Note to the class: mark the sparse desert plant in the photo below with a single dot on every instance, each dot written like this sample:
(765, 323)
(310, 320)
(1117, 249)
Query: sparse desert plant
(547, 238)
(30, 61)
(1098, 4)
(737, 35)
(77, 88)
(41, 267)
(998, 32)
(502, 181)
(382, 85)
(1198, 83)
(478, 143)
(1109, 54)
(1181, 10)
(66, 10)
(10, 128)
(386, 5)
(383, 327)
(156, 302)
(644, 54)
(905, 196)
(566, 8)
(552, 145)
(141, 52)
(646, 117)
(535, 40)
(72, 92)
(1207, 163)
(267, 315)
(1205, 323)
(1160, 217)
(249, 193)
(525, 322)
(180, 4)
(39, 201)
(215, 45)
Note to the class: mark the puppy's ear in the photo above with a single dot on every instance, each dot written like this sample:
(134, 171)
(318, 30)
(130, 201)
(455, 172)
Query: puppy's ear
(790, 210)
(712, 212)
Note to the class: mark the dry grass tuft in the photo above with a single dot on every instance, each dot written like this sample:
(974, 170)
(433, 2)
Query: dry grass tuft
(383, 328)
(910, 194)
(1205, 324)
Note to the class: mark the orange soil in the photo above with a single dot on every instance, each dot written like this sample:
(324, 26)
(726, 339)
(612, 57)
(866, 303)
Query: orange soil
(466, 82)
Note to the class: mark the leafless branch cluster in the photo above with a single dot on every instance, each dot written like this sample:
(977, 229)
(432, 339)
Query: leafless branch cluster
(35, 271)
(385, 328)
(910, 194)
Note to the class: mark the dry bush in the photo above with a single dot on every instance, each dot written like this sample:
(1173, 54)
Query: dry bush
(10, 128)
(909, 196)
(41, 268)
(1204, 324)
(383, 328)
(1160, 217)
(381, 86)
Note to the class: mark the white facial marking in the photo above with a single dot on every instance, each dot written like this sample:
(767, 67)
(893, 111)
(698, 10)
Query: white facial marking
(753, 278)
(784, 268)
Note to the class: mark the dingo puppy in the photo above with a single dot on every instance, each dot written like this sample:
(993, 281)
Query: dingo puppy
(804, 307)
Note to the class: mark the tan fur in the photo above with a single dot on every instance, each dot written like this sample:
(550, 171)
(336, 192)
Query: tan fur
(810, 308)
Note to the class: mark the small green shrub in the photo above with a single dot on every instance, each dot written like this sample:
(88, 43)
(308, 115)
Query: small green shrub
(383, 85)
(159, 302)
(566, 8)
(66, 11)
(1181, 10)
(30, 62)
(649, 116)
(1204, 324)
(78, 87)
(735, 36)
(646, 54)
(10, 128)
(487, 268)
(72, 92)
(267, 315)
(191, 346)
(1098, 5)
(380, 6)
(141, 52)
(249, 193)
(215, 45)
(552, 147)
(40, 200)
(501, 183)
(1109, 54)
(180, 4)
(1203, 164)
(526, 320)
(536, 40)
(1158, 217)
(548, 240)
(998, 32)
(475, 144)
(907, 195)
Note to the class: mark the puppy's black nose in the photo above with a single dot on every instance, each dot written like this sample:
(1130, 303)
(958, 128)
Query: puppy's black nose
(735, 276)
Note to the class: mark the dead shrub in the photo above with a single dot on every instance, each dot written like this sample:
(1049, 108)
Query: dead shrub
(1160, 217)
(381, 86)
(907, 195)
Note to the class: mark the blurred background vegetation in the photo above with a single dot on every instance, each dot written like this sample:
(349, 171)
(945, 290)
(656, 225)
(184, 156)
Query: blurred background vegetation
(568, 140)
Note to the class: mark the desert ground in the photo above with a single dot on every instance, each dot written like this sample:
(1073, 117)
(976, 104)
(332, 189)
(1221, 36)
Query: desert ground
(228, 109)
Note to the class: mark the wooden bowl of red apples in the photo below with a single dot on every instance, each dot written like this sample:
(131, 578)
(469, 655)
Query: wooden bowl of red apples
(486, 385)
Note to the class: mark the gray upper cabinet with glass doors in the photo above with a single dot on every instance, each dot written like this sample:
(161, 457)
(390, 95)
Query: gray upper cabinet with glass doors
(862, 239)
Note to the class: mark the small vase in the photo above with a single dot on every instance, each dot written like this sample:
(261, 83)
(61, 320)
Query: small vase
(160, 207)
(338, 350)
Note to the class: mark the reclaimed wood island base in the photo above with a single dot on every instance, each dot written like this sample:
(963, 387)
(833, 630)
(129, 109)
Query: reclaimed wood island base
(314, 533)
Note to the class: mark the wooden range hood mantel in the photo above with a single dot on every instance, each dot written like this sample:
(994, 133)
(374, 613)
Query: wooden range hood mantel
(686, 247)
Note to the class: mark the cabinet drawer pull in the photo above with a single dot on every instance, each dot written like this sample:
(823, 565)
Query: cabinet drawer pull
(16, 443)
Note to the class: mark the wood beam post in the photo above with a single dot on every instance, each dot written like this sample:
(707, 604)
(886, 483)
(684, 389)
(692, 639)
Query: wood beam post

***

What is expected:
If a line above includes the string "post", pick it out.

Response:
Note to the class: mark the wood beam post in the photo above with a single dot on every instance, each dot written like this sample:
Query: wood beam post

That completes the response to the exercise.